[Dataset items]
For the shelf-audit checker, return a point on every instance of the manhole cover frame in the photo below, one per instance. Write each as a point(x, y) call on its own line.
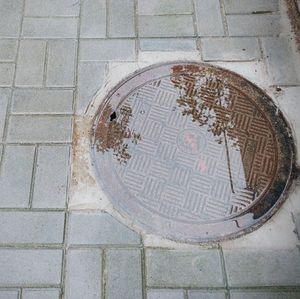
point(261, 211)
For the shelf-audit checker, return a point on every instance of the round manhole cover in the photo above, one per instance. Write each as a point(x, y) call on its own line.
point(192, 152)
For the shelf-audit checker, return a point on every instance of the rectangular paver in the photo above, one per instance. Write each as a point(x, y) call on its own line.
point(45, 8)
point(30, 64)
point(15, 177)
point(50, 27)
point(26, 128)
point(253, 25)
point(84, 276)
point(27, 267)
point(263, 267)
point(166, 26)
point(51, 178)
point(99, 228)
point(61, 63)
point(124, 277)
point(183, 268)
point(40, 101)
point(93, 18)
point(31, 227)
point(230, 49)
point(107, 50)
point(209, 18)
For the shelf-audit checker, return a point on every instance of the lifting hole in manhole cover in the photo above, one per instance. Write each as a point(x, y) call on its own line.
point(192, 152)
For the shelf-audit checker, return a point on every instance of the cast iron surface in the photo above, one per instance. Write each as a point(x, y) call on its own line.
point(192, 152)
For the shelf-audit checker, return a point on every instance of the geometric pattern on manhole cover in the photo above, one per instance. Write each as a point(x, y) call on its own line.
point(191, 152)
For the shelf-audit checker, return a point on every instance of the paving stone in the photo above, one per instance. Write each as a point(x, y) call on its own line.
point(40, 294)
point(160, 7)
point(31, 227)
point(263, 267)
point(183, 268)
point(107, 50)
point(30, 65)
point(10, 18)
point(6, 74)
point(30, 266)
point(121, 21)
point(31, 128)
point(42, 101)
point(165, 294)
point(100, 229)
point(230, 49)
point(246, 6)
point(282, 64)
point(9, 294)
point(15, 176)
point(45, 8)
point(124, 277)
point(167, 44)
point(253, 25)
point(8, 49)
point(83, 276)
point(50, 27)
point(209, 18)
point(4, 97)
point(61, 63)
point(93, 18)
point(166, 26)
point(90, 79)
point(263, 295)
point(51, 179)
point(206, 295)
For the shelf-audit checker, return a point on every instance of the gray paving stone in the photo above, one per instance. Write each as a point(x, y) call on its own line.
point(209, 18)
point(8, 49)
point(40, 294)
point(263, 267)
point(183, 268)
point(15, 176)
point(107, 50)
point(42, 101)
point(165, 294)
point(45, 8)
point(90, 79)
point(121, 21)
point(206, 295)
point(51, 178)
point(100, 229)
point(263, 295)
point(160, 7)
point(230, 49)
point(83, 276)
point(93, 18)
point(30, 64)
point(166, 26)
point(31, 128)
point(10, 18)
point(168, 44)
point(124, 277)
point(9, 294)
point(50, 27)
point(61, 63)
point(253, 25)
point(4, 97)
point(30, 266)
point(31, 227)
point(6, 73)
point(246, 6)
point(282, 64)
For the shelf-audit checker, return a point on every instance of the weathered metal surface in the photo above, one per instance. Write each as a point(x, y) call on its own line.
point(192, 152)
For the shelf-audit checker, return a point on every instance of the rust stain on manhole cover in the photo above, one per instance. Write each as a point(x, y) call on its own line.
point(192, 152)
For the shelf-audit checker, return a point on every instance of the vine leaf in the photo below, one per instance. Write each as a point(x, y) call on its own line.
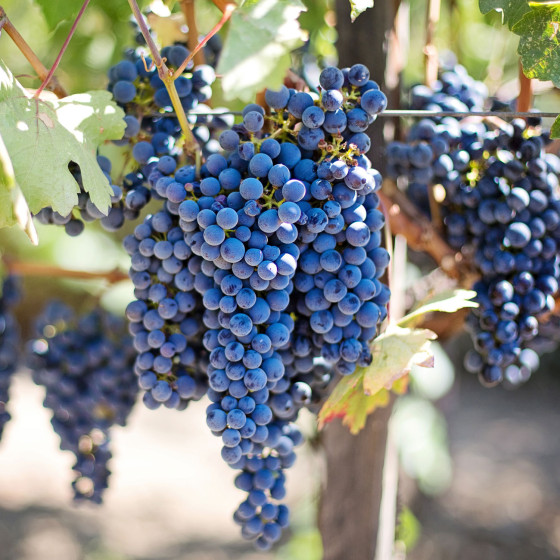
point(359, 6)
point(394, 353)
point(555, 128)
point(59, 11)
point(256, 52)
point(43, 136)
point(447, 301)
point(349, 402)
point(13, 207)
point(358, 395)
point(512, 10)
point(539, 45)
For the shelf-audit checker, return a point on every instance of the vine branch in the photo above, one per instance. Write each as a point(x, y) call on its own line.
point(419, 232)
point(229, 8)
point(26, 268)
point(62, 50)
point(191, 145)
point(27, 51)
point(221, 4)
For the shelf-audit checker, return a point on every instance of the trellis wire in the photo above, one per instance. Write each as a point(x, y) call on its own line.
point(398, 113)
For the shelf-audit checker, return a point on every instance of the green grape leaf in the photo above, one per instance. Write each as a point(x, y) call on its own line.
point(58, 11)
point(349, 402)
point(256, 52)
point(539, 45)
point(43, 136)
point(358, 7)
point(512, 10)
point(447, 301)
point(13, 207)
point(394, 353)
point(555, 128)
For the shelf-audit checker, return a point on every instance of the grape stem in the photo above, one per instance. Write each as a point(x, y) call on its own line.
point(187, 7)
point(62, 50)
point(228, 10)
point(166, 75)
point(27, 51)
point(26, 268)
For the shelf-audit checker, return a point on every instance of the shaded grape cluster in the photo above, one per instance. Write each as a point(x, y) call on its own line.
point(85, 362)
point(497, 195)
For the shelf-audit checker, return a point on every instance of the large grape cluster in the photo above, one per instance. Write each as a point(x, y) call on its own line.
point(438, 151)
point(499, 203)
point(165, 317)
point(9, 343)
point(511, 214)
point(273, 256)
point(85, 364)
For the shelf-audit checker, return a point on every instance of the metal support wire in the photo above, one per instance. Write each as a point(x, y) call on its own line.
point(400, 113)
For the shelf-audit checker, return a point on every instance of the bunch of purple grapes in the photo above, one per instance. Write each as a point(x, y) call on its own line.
point(85, 364)
point(273, 255)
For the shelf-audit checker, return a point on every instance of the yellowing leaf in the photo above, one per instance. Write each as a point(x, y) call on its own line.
point(13, 207)
point(447, 301)
point(394, 353)
point(42, 137)
point(349, 402)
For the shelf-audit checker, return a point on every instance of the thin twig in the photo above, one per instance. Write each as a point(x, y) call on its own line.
point(191, 145)
point(27, 51)
point(187, 7)
point(62, 50)
point(525, 98)
point(25, 268)
point(228, 10)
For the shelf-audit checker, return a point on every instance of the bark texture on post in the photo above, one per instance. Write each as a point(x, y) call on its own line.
point(349, 508)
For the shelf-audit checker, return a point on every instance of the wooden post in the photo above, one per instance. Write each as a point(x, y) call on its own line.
point(349, 506)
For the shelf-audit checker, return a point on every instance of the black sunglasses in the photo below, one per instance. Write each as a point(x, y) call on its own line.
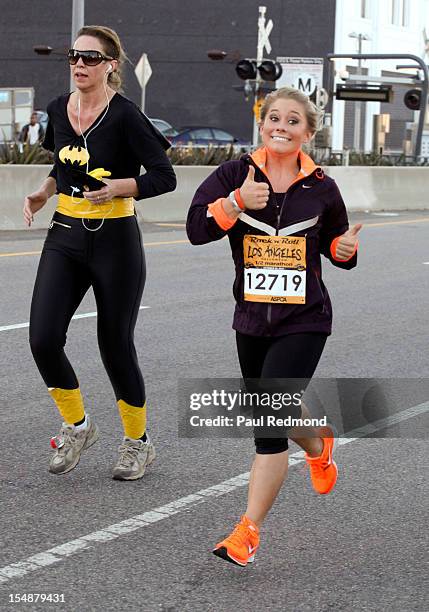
point(89, 58)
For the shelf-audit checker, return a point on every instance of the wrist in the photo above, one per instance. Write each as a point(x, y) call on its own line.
point(236, 201)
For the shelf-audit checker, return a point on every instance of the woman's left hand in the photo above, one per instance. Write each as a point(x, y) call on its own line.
point(104, 194)
point(347, 243)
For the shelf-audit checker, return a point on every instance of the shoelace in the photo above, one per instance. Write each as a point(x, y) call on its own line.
point(128, 455)
point(240, 534)
point(319, 466)
point(68, 440)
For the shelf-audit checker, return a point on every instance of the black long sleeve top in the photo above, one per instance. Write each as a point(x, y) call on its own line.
point(123, 141)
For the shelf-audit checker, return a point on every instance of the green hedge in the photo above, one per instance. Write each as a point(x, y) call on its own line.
point(213, 156)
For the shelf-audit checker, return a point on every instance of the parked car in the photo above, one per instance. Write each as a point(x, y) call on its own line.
point(205, 136)
point(164, 127)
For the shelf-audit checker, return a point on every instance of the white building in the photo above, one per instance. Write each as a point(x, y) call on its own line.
point(392, 26)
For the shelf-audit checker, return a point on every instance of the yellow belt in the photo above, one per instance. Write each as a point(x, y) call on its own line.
point(83, 209)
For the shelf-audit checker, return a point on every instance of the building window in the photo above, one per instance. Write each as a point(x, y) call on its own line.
point(400, 13)
point(364, 9)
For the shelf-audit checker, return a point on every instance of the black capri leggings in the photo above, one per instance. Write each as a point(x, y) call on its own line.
point(111, 261)
point(290, 356)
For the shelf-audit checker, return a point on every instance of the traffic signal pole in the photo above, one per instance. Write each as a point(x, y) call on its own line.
point(425, 84)
point(259, 58)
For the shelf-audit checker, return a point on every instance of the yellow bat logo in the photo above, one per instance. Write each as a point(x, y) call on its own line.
point(74, 155)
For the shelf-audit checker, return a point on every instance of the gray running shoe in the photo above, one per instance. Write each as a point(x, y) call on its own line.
point(134, 457)
point(69, 444)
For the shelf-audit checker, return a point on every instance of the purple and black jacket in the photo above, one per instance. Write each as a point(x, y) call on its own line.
point(312, 207)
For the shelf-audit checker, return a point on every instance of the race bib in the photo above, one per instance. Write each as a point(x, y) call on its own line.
point(274, 269)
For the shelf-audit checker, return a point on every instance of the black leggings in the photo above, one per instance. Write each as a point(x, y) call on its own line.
point(111, 261)
point(291, 356)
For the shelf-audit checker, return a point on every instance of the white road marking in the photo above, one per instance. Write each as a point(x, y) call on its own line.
point(84, 315)
point(112, 532)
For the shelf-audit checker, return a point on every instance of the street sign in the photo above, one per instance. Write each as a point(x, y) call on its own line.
point(305, 82)
point(264, 32)
point(143, 71)
point(322, 98)
point(304, 73)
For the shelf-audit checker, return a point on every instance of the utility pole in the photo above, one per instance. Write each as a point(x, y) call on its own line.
point(358, 105)
point(78, 21)
point(263, 33)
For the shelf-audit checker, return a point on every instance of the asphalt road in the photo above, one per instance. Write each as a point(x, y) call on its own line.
point(360, 548)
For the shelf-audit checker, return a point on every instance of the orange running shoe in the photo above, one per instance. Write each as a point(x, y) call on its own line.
point(240, 547)
point(323, 469)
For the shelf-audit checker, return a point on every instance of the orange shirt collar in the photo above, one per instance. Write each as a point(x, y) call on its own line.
point(307, 164)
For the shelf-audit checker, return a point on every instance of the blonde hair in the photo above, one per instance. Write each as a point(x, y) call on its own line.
point(313, 114)
point(112, 47)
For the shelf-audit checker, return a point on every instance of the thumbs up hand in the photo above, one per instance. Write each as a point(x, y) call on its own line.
point(347, 243)
point(254, 195)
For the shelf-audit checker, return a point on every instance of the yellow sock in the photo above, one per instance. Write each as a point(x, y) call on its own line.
point(70, 404)
point(133, 419)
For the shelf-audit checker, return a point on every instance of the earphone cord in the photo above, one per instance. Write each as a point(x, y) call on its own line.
point(85, 138)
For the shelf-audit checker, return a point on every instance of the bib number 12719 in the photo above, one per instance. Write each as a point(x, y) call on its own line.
point(274, 269)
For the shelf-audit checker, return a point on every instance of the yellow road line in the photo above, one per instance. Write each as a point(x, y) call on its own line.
point(171, 224)
point(365, 225)
point(166, 242)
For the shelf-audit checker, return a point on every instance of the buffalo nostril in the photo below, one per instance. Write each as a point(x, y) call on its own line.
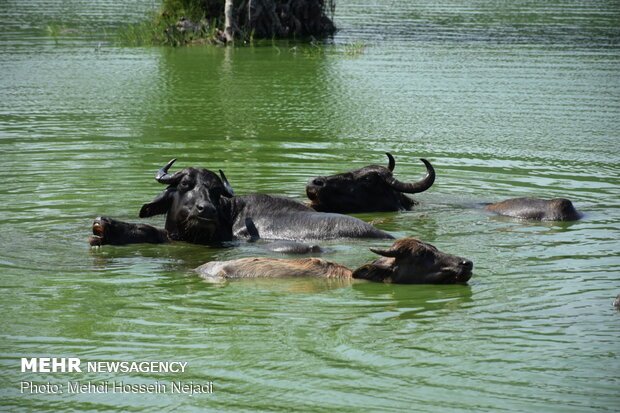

Exercise instructions>
Which lines run from the one containing "the yellow sock" to the end of the entries above? Write them out exactly, leaving out every picture.

Answer to this task>
For the shelf-audit checker, return a point on every instance of the yellow sock in the photo above, one per instance. Write each as a point(x, y) call on its own line.
point(70, 404)
point(133, 419)
For the shelf-audit checker, return a point on every instance of the earphone cord in the photo above, one per instance. Write each as a point(x, y) call on its own line.
point(85, 138)
For the shelf-audit checker, return a point on every instance of the bib number 12719 in the photo above, one per instance. Write each as a point(x, y) call on its own line.
point(274, 269)
For the shelf-audit checker, return a point on every instance of the yellow road line in the photo above, one per instance. Write each as a point(x, y) call on its own line.
point(171, 224)
point(365, 225)
point(166, 242)
For the shelf-audit checker, return a point on every instance of the buffalo nostril in the photo below, one per instance. Write each as a point(x, y) call on its own line.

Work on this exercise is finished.